[Records in a dataset]
....
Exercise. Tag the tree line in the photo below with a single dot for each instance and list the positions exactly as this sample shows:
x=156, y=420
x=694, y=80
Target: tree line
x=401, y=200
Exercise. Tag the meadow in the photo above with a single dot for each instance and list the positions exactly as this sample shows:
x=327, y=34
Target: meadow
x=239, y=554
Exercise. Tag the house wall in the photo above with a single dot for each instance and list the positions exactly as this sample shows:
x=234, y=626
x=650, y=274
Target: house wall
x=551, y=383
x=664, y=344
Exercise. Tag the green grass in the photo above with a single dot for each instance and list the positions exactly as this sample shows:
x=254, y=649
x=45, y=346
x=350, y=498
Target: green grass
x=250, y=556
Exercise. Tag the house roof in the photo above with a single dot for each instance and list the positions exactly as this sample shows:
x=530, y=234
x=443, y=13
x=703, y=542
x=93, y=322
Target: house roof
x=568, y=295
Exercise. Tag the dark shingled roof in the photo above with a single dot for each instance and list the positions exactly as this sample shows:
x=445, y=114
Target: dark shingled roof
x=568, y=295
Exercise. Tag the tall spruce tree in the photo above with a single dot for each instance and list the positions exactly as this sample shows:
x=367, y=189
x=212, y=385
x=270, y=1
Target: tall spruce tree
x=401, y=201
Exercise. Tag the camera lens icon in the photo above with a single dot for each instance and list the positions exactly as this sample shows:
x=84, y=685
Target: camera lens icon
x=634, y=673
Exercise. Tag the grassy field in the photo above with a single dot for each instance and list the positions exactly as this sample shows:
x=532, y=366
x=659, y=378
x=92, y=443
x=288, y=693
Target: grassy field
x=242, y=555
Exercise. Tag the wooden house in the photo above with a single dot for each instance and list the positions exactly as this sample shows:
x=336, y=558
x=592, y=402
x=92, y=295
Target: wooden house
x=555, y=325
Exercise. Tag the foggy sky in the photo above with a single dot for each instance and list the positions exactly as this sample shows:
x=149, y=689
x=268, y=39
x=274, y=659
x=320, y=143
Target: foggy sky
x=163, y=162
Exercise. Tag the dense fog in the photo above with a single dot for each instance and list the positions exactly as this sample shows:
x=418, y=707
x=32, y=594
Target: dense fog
....
## SET TASK
Reproduce the material above line for line, without changing anything.

## ANSWER FOR THIS EXERCISE
Exercise. Tag the tree line in the photo below with a single dot for each instance and list the positions exactly as this sample shows:
x=156, y=420
x=694, y=80
Target: tree line
x=401, y=200
Exercise. Tag the meadow in the photo above with a single dot for each instance and list the positions exactly as this sample shows:
x=327, y=34
Target: meadow
x=239, y=554
Exercise. Tag the house wall in the photo above with a single dot for each instance and list the positions exactly as this sample shows:
x=234, y=626
x=650, y=274
Target: house wall
x=551, y=383
x=664, y=344
Exercise. Tag the green grass in the photo above with a single dot for each instance and list the positions exactly as this sample shows:
x=254, y=649
x=45, y=346
x=350, y=498
Target: green grass
x=250, y=556
Exercise. Tag the house roof in the photo above with a single dot for each instance and list the positions exactly as this sample shows:
x=530, y=234
x=443, y=13
x=703, y=542
x=93, y=322
Target: house roof
x=568, y=295
Exercise. Tag the dark shingled roof in the photo above with a single dot for each instance and list the positions exactly as this sample shows:
x=445, y=114
Target: dark shingled roof
x=568, y=295
Exercise. Tag the tall spruce tree in the photo above with a single dot for each instance and list the positions exactly as this sample shows:
x=367, y=189
x=212, y=385
x=270, y=1
Target: tall spruce tree
x=401, y=201
Exercise. Tag the camera lens icon in the photo above with a single dot for each instance and list the positions exactly as this sample shows:
x=84, y=685
Target: camera lens icon
x=634, y=673
Exercise. Tag the grassy field in the photo above with a single dot for each instance and list the positions exactly as this sample shows:
x=532, y=366
x=659, y=378
x=92, y=443
x=288, y=693
Target: grassy field
x=242, y=555
Exercise. Tag the wooden house in the photo above with a single dot for each instance and list the positions exactly as this sample shows:
x=336, y=558
x=592, y=402
x=92, y=295
Target: wooden house
x=555, y=325
Exercise. Tag the foggy sky in the photo above with a single dot for each instance and list the positions exactly as this sample shows:
x=149, y=689
x=268, y=39
x=274, y=659
x=320, y=143
Target: foggy sky
x=163, y=162
Exercise. Tag the dense fog in the photo above with a single dot for each instance and list the positions exactly as this sample shows:
x=418, y=707
x=32, y=594
Target: dense fog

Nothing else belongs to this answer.